## TRY IT
Scan the material for the word "wave", then return every line where it appears.
◆ ◆ ◆
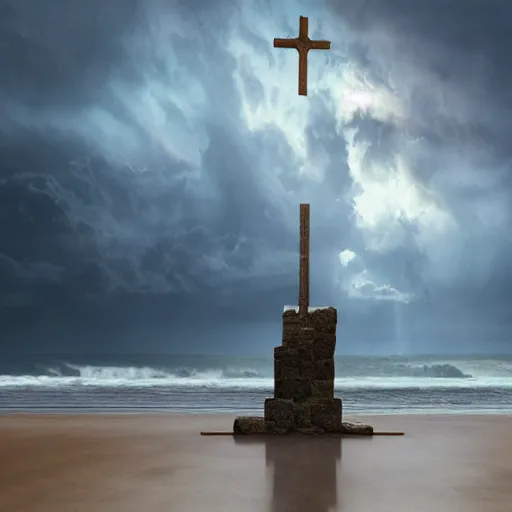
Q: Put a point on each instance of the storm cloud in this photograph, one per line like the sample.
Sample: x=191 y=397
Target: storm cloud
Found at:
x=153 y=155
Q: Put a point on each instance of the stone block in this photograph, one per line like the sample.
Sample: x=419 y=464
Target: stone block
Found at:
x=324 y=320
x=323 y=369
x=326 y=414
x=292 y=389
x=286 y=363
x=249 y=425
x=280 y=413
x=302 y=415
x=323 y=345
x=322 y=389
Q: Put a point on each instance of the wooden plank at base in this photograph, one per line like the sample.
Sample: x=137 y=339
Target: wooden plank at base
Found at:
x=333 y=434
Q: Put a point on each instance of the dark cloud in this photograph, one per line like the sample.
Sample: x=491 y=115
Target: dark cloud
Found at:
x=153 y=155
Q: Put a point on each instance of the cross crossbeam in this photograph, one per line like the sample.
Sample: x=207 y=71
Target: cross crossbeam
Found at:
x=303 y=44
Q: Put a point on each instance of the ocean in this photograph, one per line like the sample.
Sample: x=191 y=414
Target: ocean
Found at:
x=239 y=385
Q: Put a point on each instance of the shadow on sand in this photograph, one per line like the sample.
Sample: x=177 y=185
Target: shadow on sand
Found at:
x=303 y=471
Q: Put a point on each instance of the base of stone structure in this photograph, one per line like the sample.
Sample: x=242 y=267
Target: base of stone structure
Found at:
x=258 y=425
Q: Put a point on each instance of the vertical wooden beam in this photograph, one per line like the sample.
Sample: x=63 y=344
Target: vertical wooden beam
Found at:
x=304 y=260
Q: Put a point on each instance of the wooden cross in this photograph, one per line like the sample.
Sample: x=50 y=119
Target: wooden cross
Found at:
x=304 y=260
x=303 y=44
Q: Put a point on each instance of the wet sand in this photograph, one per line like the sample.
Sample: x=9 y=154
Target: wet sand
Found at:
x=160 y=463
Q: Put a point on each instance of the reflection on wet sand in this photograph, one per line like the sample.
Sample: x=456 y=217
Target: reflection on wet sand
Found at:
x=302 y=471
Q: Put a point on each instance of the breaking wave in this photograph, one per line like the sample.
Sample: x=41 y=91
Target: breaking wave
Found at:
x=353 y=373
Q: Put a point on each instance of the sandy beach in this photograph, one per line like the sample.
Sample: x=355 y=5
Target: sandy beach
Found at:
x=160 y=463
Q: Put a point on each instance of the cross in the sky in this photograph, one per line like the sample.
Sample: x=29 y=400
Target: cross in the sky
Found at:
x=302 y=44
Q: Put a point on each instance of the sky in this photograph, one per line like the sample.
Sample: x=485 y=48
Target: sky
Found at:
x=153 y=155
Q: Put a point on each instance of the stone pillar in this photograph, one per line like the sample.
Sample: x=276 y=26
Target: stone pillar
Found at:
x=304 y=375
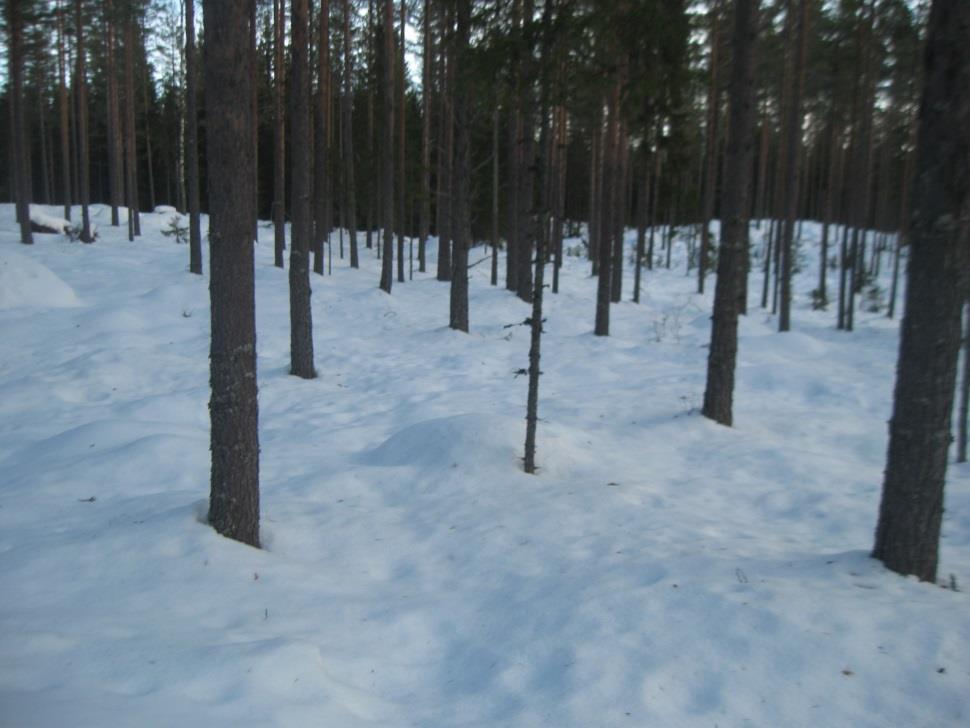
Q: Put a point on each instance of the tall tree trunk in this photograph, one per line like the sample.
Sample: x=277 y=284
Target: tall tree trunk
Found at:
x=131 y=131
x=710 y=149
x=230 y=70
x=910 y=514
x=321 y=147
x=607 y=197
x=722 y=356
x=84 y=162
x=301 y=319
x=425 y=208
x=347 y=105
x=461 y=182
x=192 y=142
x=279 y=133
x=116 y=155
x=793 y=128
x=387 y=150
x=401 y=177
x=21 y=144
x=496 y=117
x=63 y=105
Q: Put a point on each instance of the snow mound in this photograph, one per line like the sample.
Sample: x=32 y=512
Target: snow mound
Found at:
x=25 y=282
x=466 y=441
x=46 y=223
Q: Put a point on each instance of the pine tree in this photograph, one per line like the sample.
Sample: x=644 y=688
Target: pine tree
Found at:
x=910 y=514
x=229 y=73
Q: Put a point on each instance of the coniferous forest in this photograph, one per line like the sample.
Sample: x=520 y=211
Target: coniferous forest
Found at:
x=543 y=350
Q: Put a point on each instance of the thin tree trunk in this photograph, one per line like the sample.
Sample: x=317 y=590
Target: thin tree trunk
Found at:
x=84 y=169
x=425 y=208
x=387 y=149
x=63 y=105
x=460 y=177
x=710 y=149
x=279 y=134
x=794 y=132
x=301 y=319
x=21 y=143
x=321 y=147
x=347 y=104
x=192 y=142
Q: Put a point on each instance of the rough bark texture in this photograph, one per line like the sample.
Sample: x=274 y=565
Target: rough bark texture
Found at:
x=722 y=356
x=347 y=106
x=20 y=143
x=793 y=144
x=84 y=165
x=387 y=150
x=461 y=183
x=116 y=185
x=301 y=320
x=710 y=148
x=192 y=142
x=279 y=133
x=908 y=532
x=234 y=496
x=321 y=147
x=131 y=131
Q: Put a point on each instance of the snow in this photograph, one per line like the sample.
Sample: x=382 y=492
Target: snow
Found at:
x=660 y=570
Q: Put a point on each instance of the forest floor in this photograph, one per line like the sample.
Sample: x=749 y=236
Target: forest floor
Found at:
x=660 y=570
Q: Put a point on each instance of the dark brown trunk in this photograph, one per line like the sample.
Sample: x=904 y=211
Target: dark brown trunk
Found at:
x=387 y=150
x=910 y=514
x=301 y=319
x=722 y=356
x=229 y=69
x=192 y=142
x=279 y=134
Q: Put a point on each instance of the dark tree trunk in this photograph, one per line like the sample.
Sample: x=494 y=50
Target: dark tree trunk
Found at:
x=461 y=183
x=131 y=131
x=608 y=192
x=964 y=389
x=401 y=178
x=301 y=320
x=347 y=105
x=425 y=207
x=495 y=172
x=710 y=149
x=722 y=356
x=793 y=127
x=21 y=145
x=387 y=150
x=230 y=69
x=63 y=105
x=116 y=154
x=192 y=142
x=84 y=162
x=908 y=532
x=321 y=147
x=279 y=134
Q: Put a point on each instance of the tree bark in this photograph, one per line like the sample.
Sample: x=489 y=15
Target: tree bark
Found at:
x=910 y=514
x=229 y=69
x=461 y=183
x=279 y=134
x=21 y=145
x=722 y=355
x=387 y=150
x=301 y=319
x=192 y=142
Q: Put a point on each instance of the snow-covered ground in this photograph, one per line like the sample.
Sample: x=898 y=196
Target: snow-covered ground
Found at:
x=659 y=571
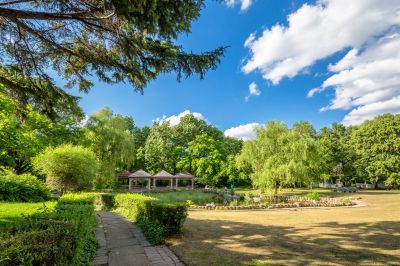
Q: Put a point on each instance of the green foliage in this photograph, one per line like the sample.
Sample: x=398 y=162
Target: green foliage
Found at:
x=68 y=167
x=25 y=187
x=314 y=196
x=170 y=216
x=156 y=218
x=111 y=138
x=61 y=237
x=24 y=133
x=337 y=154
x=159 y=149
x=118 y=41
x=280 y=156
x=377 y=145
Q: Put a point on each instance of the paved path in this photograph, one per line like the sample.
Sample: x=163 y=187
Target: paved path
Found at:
◆ ◆ ◆
## SOLUTION TO THE EXERCISE
Q: Put a point on each instance of the breaking wave in this photograph, one per line like the sample.
Target: breaking wave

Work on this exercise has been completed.